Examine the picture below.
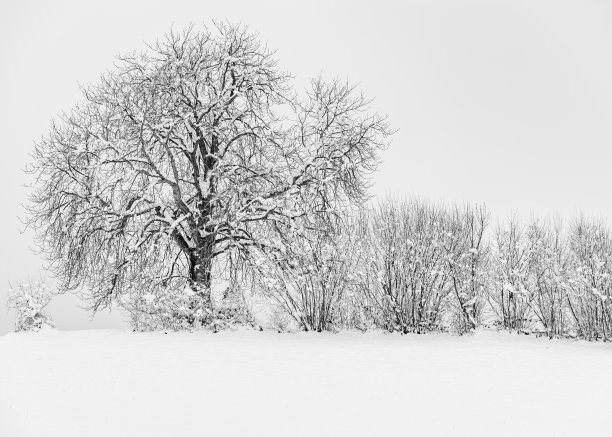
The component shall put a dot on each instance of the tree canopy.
(199, 146)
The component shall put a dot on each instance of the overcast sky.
(502, 102)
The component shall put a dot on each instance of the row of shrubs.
(406, 266)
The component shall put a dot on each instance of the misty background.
(501, 102)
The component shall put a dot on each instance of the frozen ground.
(114, 383)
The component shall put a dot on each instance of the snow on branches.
(190, 151)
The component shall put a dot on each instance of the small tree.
(28, 300)
(313, 275)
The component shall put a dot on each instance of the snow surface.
(116, 383)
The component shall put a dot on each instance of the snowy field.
(114, 383)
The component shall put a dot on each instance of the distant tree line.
(198, 162)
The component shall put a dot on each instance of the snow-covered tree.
(316, 272)
(186, 153)
(589, 282)
(28, 300)
(510, 294)
(406, 279)
(467, 253)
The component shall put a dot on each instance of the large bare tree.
(189, 151)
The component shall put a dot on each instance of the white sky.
(503, 102)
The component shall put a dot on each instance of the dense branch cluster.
(192, 151)
(197, 163)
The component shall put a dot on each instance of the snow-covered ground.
(115, 383)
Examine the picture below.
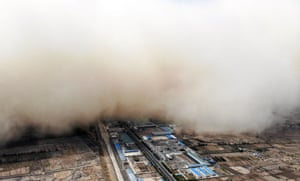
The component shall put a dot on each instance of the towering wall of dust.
(212, 65)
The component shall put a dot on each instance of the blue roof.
(126, 139)
(165, 128)
(208, 170)
(202, 172)
(119, 150)
(195, 172)
(195, 157)
(131, 175)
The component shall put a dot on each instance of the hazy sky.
(211, 65)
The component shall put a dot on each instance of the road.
(150, 156)
(105, 137)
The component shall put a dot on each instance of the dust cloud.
(210, 65)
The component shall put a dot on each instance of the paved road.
(150, 156)
(105, 137)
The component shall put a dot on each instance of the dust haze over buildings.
(209, 65)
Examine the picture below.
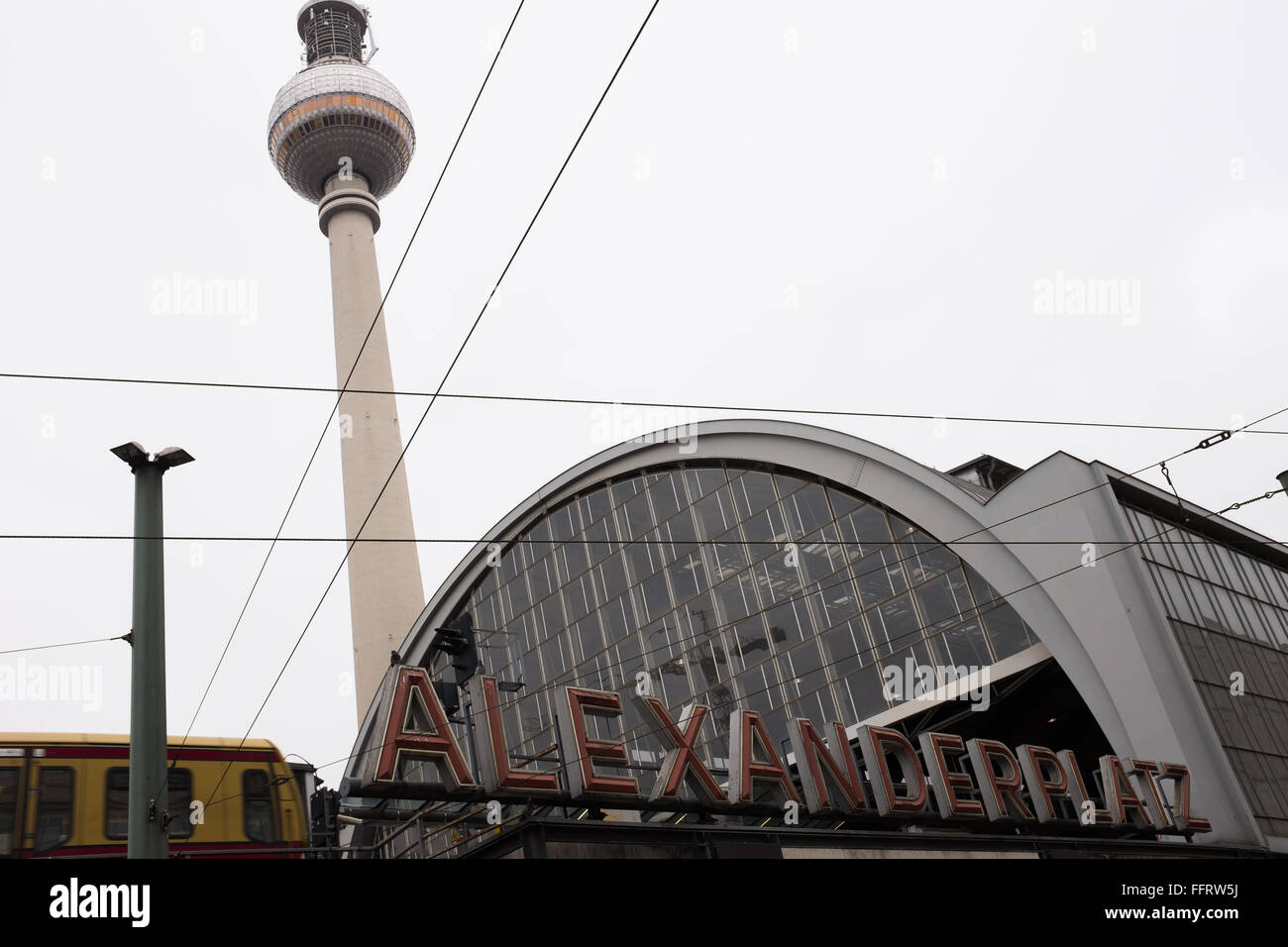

### DO THIS:
Collect every line in the entries above that contains the string "dust", and reproduce each such line in full.

### SOLUTION TO THIS TASK:
The component shall put a dot on each instance of the towering wall of dust.
The component shall put a dot on each instance of the dust cloud.
The component shall put a dot on each instance of the dust haze over buildings.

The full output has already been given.